-- WHAT THE TASK REQUIRES --
Transcribe only the part of the listing below that begins at the line containing "the woman with curly brown" and runs to its final line, keeping both ends.

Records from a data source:

====================

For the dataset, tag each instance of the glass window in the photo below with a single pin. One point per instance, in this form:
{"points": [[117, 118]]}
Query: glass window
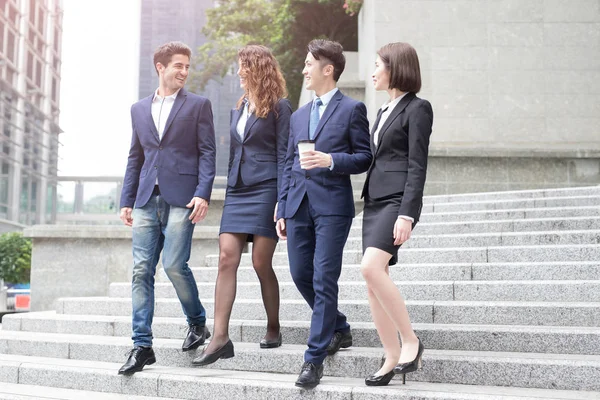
{"points": [[11, 45]]}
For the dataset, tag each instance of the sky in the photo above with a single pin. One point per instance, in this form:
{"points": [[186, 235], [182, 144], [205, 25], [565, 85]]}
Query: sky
{"points": [[100, 54]]}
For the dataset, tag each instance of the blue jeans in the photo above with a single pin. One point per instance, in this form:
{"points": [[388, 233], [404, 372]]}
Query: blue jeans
{"points": [[160, 227]]}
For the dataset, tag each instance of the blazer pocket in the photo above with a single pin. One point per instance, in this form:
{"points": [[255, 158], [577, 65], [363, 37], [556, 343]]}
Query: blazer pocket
{"points": [[187, 170], [395, 165], [265, 157]]}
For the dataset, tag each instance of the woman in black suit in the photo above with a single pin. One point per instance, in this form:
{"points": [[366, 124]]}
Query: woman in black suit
{"points": [[393, 195], [259, 136]]}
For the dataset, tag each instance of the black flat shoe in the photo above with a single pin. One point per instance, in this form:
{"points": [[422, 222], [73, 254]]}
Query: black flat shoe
{"points": [[138, 358], [271, 344], [339, 340], [195, 338], [381, 380], [412, 366], [310, 375], [208, 358]]}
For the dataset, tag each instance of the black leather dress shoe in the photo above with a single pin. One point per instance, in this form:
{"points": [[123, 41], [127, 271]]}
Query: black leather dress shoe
{"points": [[414, 365], [271, 344], [310, 375], [137, 359], [208, 358], [381, 380], [195, 338], [339, 340]]}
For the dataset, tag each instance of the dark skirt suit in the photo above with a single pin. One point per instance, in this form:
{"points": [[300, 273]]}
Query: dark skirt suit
{"points": [[396, 178], [256, 164]]}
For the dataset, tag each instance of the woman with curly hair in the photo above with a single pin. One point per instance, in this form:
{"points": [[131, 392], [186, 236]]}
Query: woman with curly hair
{"points": [[259, 135]]}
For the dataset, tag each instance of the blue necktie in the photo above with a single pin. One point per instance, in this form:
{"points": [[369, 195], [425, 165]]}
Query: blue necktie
{"points": [[314, 118]]}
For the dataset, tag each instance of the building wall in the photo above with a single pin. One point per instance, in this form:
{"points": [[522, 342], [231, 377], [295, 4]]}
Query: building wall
{"points": [[183, 20], [506, 78], [30, 61]]}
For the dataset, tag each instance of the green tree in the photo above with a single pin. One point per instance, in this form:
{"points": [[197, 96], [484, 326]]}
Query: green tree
{"points": [[285, 26], [15, 258]]}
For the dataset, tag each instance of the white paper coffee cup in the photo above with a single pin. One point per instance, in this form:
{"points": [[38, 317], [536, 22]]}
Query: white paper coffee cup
{"points": [[304, 146]]}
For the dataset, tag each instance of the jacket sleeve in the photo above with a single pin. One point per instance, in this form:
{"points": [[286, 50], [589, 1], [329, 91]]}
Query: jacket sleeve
{"points": [[420, 122], [286, 174], [205, 132], [360, 159], [135, 161]]}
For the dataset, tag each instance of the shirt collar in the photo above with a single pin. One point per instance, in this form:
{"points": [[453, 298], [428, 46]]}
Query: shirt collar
{"points": [[157, 96], [391, 104], [326, 98]]}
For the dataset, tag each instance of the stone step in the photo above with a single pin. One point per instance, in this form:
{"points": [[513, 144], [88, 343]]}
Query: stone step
{"points": [[519, 225], [573, 201], [517, 194], [572, 290], [491, 226], [534, 370], [206, 383], [513, 214], [583, 270], [539, 253], [512, 338], [484, 239], [14, 391], [441, 312]]}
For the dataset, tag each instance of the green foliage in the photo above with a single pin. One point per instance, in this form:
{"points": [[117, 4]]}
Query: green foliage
{"points": [[285, 26], [15, 258]]}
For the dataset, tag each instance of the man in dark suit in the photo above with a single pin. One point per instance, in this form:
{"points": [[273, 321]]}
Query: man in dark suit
{"points": [[316, 204], [169, 178]]}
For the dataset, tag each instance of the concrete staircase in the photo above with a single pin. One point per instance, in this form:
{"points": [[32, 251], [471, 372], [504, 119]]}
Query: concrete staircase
{"points": [[503, 289]]}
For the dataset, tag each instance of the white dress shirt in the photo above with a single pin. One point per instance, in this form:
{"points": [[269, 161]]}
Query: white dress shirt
{"points": [[241, 126], [161, 108], [326, 99], [387, 110]]}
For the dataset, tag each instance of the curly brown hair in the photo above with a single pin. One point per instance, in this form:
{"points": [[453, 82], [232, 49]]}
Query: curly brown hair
{"points": [[265, 84]]}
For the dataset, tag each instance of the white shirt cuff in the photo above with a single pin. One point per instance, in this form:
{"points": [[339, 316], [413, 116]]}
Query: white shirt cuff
{"points": [[406, 217]]}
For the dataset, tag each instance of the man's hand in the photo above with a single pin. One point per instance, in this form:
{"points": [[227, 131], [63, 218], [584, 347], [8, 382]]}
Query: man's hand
{"points": [[280, 228], [200, 209], [315, 159], [402, 231], [126, 216]]}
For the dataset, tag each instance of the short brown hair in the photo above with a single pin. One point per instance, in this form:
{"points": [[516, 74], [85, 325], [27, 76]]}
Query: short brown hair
{"points": [[163, 54], [403, 63], [331, 52]]}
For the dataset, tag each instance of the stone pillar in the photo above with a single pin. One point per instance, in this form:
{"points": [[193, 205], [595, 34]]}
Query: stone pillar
{"points": [[17, 150]]}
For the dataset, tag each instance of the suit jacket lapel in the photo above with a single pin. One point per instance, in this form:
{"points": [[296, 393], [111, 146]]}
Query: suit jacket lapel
{"points": [[395, 112], [305, 126], [335, 101], [148, 115], [251, 121], [179, 100]]}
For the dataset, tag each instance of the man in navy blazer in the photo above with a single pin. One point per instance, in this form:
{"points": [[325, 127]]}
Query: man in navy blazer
{"points": [[166, 190], [316, 203]]}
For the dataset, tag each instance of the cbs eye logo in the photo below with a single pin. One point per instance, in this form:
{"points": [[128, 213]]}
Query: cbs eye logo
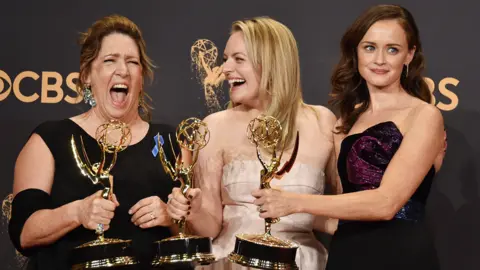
{"points": [[50, 83]]}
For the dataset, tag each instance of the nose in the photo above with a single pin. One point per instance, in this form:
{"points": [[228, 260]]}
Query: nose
{"points": [[122, 69], [379, 57], [228, 66]]}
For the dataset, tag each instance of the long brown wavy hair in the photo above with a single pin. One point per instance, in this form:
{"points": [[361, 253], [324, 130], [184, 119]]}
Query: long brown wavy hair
{"points": [[350, 97]]}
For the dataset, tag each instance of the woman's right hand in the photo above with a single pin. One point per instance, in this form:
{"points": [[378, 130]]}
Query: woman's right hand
{"points": [[180, 206], [95, 210]]}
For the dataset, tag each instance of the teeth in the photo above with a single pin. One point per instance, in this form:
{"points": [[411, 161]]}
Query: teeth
{"points": [[120, 85], [232, 81]]}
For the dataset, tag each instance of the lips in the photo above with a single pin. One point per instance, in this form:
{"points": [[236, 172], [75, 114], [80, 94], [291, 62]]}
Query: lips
{"points": [[235, 83], [119, 93], [379, 71]]}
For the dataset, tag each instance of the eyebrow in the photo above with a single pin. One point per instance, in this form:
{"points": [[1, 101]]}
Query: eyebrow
{"points": [[236, 54], [373, 43], [118, 55]]}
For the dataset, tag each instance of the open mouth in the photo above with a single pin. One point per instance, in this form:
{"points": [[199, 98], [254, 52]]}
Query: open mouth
{"points": [[236, 82], [119, 93]]}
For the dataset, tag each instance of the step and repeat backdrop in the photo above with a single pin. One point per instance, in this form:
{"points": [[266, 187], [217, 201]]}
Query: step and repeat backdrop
{"points": [[39, 63]]}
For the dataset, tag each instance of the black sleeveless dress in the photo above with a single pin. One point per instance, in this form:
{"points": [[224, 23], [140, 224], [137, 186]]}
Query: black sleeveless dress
{"points": [[401, 243], [137, 174]]}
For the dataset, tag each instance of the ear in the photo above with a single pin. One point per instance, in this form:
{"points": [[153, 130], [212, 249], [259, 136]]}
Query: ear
{"points": [[410, 55]]}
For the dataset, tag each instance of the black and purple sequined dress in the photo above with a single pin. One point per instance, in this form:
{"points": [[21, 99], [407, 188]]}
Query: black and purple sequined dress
{"points": [[401, 243]]}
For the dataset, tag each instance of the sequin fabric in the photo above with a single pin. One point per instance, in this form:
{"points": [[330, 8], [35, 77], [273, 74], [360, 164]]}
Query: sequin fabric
{"points": [[363, 159]]}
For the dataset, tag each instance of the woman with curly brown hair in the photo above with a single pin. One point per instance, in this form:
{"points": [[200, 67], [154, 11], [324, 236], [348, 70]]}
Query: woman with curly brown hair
{"points": [[389, 142], [56, 208]]}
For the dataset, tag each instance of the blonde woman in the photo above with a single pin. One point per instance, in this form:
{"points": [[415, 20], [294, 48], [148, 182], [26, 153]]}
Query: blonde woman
{"points": [[261, 64]]}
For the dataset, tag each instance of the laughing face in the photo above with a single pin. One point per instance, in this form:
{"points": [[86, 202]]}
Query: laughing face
{"points": [[382, 54], [116, 77], [243, 77]]}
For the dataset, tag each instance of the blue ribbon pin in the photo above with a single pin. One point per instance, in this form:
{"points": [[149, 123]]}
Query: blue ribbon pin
{"points": [[155, 149]]}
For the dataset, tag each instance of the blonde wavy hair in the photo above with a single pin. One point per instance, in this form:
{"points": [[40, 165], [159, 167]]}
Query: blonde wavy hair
{"points": [[273, 50]]}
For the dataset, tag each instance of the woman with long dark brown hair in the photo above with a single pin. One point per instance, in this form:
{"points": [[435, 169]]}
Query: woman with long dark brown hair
{"points": [[389, 142]]}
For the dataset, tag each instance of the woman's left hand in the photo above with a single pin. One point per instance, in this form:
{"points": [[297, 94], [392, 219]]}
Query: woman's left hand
{"points": [[150, 212], [273, 203]]}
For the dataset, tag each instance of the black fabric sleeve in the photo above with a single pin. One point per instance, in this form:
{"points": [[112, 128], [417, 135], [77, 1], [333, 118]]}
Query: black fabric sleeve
{"points": [[24, 205]]}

====================

-- SOLUTION TO THE PROBLEM --
For the dataset, tag each instance of the woman with curly brown hair in the photo above with a single pin. One point per instance, in this form:
{"points": [[200, 67], [154, 11], [324, 236], [348, 70]]}
Query: woman with curly brown hair
{"points": [[389, 142], [56, 208]]}
For the dataset, tag each instance of the blonde woman in the photo above with a single pin. One point per instance, in this form:
{"points": [[415, 20], [294, 48], [148, 182], [26, 153]]}
Query: blonde woman
{"points": [[261, 64]]}
For the dataset, tag each instance of the laughing face in the photo above with a single pin. One point per instance, in this form:
{"points": [[86, 202]]}
Query: laughing face
{"points": [[382, 54], [116, 77], [243, 77]]}
For the dataset, tag each instance of the blue ribbon pin in the photo above with a single pin. One point per instance, in this form:
{"points": [[149, 123]]}
Query: blue ribbon pin
{"points": [[155, 149]]}
For the dataset, tag each instance of the blonde wavy hair in the photo above with a single pin. One point per instance, in this form:
{"points": [[40, 165], [159, 167]]}
Query: blonde wavy hair
{"points": [[273, 50]]}
For the dataset, tag each instance of the woman with long dark brown hair in the photo above with a single pin. One point per instance, in this form:
{"points": [[435, 169]]}
Query: woman with long dark brown hair
{"points": [[389, 142]]}
For the dataset, tag each instance of the woman's left hand in the photo above with a single pin. One point per instance, in this form:
{"points": [[297, 94], [392, 219]]}
Query: woman's left hand
{"points": [[150, 212], [273, 203]]}
For the dataset, tag each instance of the black fabric sleeve in the photo above with a single pin. One point per instance, in this form:
{"points": [[112, 128], [417, 135], [77, 1], [333, 118]]}
Query: black fabric sleeve
{"points": [[24, 205]]}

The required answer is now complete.